Give the data again in full. Keep every line the same.

· · · · · · ·

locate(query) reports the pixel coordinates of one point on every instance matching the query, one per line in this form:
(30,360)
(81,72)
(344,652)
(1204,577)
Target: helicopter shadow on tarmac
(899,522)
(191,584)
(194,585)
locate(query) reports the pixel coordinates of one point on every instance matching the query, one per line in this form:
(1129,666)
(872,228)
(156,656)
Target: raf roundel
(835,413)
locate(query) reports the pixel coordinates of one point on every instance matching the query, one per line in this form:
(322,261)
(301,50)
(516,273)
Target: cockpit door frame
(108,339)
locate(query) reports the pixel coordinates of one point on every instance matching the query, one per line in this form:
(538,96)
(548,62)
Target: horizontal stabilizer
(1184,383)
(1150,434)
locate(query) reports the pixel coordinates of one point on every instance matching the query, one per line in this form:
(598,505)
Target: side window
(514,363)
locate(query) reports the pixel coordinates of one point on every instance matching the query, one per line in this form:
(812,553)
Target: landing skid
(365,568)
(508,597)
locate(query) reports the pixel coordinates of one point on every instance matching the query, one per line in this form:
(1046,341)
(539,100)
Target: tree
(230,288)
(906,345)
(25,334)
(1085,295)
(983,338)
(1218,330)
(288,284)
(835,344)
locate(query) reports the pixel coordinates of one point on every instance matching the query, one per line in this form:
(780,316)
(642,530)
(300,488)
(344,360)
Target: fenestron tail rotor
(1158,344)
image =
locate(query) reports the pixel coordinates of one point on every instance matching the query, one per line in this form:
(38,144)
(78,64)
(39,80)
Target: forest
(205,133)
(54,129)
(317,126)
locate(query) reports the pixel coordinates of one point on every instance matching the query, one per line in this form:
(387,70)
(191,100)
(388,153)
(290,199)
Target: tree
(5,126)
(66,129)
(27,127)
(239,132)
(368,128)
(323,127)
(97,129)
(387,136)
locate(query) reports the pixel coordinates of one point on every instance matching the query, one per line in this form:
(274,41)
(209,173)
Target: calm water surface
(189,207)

· · · · · · ·

### Completed exercise
locate(query) reports the pixel coordinates of one point on every instance matching the query, one per line in this form:
(30,360)
(81,72)
(344,652)
(1204,577)
Target: helicopter shadow on tarmac
(899,522)
(191,584)
(194,585)
locate(query) reports the pixel coordinates of one point on every instance matching the query, one per line in this form:
(1129,666)
(872,228)
(156,656)
Target: raf roundel
(835,413)
locate(query) reports the pixel coordinates of one point on every instance matching the query, one per line in this form:
(322,261)
(301,50)
(516,273)
Target: cockpit door frame
(108,339)
locate(query) reports the pixel coordinates of one point on every instance matching the query, one per line in this form:
(538,96)
(548,62)
Target: horizontal stabilizer
(1184,383)
(1150,434)
locate(query) reports the pixel coordinates of one point on every instance matching the query, one per line in this form:
(598,505)
Target: side window
(514,363)
locate(query) reports the pixel coordinates of one point on every instance matching the query, one per line in this form:
(812,553)
Target: landing skid
(365,568)
(508,597)
locate(query) reports the pixel coordinates of one point on every instance matching the query, one per line in this form:
(1046,341)
(539,100)
Target: tree
(230,288)
(906,345)
(25,334)
(1085,295)
(983,338)
(1218,330)
(288,284)
(835,344)
locate(query) reports the pixel coordinates of one point on every instance matching the query, one per line in this form:
(780,316)
(642,530)
(300,488)
(344,360)
Target: fenestron tail rotor
(1158,344)
image =
locate(query) reports the pixel coordinates of one point on every instance matching the query, one per line in this form:
(38,144)
(78,64)
(39,80)
Target: forest
(205,133)
(54,129)
(317,126)
locate(query) reports the pixel coordinates of one point on every instance matching the query, one per line in this form:
(387,70)
(191,100)
(388,153)
(290,199)
Target: tree
(5,126)
(66,129)
(27,127)
(239,132)
(368,128)
(323,127)
(97,129)
(387,136)
locate(query) reports the pixel coordinates of one point on every instance matching the query, one per line in this form:
(274,41)
(209,173)
Target: calm water surface
(189,207)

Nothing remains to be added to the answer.